• Document extract:
********
Science is an objective method for making good decisions.
Science is an ideal which may not exist, but it is society's best attempt to do what is right in a way that is not subjective.
Everyone should learn a little about health and disease, but many people are afraid to do so because they think that they cannot understand the science behind the important issues. This is not the case; doctors and researchers do not do magic and their work is no secret. Everyone has a right to know what is happening in the world to combat illness, and even a person with very little science background can be an informed and model citizen with respect to personal health awareness. The science section of this website exists to provide the minimal amount of information that a person needs to understand health issues presented in its descriptions.
What science is
Science always involves numerical measurement. This can mean counting something and keeping records
of the things counted, or it can mean using a tool to get a number. Tools are used to give precision,
which means that if the tool is used in a certain way, then it will always give the same numbers
for the same situation. The best tools are also accurate, which means they give true numbers.
Just because a tool is precise does not mean that it is also accurate.
Once a person has begun measuring things and recording the results, science has begun.
Scientific Method
The scientific method is a plan for using recorded numbers. It is a cyclical system, and it ends when a person
is satisfied. The three steps, in no particular order, are observation, theory, and experiment.
"Observation" means making a record of what is happening. "Theory" means getting an idea about what makes a certain thing happen. "Experiment" means doing something to determine whether or not a theory is correct.
Double-Blind, Randomized, Placebo-controlled Study
All people have bias. Using tools eliminates some bias, but still, there is always
a need to remove subjective human opinion to find greater truth.
********
• Information:
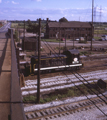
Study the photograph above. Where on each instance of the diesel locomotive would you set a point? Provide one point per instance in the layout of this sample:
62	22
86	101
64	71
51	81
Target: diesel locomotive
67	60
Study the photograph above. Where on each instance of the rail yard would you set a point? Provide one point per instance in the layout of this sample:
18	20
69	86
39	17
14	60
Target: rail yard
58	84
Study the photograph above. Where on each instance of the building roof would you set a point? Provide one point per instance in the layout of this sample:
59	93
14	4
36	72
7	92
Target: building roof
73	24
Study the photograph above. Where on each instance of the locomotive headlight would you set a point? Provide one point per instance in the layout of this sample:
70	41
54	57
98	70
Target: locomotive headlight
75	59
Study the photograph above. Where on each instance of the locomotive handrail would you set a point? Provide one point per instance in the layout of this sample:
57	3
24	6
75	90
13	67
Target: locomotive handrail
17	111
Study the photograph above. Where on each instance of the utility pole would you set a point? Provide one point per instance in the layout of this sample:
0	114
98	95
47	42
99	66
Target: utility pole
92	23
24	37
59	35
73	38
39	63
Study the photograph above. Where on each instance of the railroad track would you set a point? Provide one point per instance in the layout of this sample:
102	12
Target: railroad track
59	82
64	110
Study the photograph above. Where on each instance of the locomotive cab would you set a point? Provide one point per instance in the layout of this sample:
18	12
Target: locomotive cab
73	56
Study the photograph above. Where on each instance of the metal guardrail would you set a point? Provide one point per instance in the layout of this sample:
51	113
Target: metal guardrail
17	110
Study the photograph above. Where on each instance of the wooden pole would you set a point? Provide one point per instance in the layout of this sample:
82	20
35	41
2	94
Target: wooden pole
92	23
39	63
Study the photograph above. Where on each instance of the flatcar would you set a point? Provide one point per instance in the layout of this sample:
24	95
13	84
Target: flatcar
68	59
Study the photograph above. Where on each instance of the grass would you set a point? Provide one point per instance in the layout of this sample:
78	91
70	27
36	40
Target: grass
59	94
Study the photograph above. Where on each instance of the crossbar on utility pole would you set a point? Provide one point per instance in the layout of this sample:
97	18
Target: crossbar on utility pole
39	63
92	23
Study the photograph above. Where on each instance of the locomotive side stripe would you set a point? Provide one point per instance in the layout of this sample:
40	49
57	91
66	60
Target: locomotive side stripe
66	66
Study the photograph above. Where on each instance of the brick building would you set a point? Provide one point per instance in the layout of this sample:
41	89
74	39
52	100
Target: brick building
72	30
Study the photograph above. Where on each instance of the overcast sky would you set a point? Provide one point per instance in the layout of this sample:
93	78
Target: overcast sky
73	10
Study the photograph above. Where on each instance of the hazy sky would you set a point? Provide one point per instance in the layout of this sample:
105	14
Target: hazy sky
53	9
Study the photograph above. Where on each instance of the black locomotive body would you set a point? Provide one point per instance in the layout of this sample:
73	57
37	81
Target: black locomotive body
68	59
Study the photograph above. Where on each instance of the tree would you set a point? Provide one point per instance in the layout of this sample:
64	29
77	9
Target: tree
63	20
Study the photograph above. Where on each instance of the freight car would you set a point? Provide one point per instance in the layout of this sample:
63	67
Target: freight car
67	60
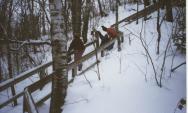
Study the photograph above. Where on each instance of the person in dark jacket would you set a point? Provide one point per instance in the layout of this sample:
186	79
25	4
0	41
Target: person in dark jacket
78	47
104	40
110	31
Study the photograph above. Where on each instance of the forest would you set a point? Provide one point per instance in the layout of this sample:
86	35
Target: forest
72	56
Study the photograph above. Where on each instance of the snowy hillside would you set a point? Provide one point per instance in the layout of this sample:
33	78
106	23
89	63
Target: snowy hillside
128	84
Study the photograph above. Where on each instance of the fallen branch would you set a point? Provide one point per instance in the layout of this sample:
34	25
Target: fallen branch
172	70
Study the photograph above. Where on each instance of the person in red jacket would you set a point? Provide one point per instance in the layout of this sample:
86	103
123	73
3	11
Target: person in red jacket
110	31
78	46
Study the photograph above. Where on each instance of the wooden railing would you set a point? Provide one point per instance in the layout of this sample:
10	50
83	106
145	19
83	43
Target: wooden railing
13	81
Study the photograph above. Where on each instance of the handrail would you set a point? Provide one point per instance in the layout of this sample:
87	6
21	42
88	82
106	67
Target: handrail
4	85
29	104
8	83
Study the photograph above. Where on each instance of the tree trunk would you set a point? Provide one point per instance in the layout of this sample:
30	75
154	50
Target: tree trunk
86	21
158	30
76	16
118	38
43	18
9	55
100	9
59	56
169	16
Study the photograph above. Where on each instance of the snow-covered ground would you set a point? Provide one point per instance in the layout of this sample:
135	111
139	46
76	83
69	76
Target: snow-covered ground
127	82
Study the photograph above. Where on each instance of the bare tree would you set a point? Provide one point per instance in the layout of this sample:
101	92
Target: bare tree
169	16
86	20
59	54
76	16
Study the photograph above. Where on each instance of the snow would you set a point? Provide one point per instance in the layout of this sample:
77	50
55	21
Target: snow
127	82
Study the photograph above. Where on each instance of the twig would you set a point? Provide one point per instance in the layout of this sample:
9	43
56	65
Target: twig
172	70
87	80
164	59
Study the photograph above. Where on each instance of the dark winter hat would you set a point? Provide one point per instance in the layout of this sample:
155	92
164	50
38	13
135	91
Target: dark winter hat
********
• Things to do:
1. Reproduce the science passage word for word, from "What science is" up to and including "give true numbers.".
2. Carry on writing the science passage from the point where it stops.
The rows are separate material from the science passage.

• Responses for each task:
1.
What science is
Science always involves numerical measurement. This can mean counting something and keeping records
of the things counted, or it can mean using a tool to get a number. Tools are used to give precision,
which means that if the tool is used in a certain way, then it will always give the same numbers
for the same situation. The best tools are also accurate, which means they give true numbers.

2.
The single best tool that scientists use in any human medical experiment is the "double-blind, randomized, placebo-controlled trial". "Double-blind" means that the scientist who orders the experiment is twice-removed from making the results - the scientist gives instructions to another researcher who conducts the experiment, and the researcher - if studying a human - does not tell the human test subject whether he is actually part of the experimental test group, or if he is just part of a control group which simply represents normal people. "Randomized" means that there is no way for the researcher or the human test subject to be able to determine who is part of the experiment and who is not. "Placebo-controlled" means that people who are in the controll group go through every part of the experiment that the other test subjects go through.
The typical example of this is the testing of a new medicine. The doctor who invented the medicine gives two bottles to a researcher. One of these bottles contains the medicine, and the other contains sugar pills which look like the medicine. The researcher gives each of the bottles to a different person, and the people report whether the medicine worked. No one but the original scientist knows who got the medicine until the end of the experiment.
This has to be done, because in every medical experiment, if you give sugar pills to enough people, there will always be some who say that the sugar pills helped them.
Encouragement to be informed
Sanjeevani Booti takes the stand that the more information that people have access to, the better
they will be. Our organization encourages everyone to learn as much as they can for as long as they
can, because the benefits in life are great.